**Dataset**
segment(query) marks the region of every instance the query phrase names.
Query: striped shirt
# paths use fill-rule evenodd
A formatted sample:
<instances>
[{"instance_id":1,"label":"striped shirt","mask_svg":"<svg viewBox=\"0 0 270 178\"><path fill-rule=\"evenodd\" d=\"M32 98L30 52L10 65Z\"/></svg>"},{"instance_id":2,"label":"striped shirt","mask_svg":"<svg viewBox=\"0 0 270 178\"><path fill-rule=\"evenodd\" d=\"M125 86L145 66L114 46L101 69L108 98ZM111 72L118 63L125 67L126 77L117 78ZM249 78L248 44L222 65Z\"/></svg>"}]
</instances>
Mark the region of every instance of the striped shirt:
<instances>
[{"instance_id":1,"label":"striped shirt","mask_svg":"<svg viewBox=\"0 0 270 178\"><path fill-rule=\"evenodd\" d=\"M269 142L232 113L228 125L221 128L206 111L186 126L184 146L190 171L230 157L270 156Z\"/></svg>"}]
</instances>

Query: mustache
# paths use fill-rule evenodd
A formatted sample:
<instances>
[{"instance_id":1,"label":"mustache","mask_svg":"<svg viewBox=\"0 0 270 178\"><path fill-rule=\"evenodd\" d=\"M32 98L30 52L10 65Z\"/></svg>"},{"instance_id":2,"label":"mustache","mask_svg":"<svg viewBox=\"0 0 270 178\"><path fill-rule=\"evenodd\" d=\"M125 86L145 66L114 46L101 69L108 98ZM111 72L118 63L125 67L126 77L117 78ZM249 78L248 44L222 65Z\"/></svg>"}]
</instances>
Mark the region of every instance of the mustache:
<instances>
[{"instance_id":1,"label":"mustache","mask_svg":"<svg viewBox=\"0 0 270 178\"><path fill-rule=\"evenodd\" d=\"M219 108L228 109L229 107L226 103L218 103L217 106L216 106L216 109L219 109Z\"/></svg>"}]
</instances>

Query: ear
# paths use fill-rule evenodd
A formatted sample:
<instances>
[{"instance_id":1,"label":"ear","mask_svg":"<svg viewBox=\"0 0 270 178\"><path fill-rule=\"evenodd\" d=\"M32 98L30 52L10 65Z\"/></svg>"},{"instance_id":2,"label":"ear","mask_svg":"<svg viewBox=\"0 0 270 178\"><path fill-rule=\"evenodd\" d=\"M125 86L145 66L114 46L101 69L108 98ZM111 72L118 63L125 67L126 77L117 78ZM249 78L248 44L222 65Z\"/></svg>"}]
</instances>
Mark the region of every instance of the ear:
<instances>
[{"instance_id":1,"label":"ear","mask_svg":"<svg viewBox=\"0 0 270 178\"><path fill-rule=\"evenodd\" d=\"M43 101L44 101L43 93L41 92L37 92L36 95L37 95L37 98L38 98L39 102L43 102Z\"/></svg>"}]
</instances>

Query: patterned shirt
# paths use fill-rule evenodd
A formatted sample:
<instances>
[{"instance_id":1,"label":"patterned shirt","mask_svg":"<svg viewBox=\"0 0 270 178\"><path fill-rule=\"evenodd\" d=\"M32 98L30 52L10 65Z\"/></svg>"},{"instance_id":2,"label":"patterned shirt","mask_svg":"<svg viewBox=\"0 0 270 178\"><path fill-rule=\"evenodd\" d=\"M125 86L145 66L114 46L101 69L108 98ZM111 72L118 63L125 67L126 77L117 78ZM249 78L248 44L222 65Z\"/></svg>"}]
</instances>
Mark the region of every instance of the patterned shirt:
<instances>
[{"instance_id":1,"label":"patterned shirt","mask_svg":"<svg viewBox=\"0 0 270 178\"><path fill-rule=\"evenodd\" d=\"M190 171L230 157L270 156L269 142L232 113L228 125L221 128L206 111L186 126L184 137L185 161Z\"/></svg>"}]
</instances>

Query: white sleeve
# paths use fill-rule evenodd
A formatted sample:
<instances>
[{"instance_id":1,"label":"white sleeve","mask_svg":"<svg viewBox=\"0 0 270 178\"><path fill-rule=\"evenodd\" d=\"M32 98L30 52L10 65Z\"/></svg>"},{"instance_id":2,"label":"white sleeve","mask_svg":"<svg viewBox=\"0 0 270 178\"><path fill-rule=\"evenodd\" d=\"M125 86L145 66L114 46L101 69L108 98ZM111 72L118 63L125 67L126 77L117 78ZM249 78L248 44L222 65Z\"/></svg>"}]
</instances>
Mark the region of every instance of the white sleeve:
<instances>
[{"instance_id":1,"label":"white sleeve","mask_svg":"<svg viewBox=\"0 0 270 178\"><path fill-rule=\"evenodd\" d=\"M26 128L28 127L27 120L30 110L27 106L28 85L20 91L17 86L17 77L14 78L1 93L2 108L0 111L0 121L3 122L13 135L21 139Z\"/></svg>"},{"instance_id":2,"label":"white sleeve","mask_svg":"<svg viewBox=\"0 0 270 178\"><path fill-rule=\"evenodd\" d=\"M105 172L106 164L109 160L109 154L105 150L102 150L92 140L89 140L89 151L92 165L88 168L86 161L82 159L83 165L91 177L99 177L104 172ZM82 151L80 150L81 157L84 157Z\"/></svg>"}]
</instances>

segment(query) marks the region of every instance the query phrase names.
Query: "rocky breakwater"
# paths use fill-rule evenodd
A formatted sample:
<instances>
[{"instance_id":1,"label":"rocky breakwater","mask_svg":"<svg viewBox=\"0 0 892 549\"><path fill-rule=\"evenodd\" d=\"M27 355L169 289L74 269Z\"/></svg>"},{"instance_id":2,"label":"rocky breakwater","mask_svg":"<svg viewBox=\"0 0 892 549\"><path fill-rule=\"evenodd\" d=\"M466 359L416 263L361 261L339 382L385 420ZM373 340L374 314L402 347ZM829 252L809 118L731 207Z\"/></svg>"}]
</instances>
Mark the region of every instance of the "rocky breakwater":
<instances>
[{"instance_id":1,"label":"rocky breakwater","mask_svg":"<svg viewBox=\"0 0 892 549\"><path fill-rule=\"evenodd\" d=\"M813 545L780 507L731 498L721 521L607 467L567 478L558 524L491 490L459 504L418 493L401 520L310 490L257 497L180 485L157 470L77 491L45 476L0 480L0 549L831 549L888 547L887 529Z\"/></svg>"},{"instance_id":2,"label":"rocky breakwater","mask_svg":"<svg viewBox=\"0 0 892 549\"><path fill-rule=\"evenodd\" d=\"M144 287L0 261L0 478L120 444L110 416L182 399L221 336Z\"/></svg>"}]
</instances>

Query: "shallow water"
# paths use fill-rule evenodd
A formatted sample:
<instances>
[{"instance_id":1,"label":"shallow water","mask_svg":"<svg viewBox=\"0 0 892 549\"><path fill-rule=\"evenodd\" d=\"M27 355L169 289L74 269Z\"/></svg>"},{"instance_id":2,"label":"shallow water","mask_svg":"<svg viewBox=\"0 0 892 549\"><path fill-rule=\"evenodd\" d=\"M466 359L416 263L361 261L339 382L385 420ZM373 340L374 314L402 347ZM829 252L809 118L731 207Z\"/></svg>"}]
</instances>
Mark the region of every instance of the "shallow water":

**The exercise**
How many lines in the records above contain the string "shirt"? Case counts. Reply with the number alone.

**Exercise response**
8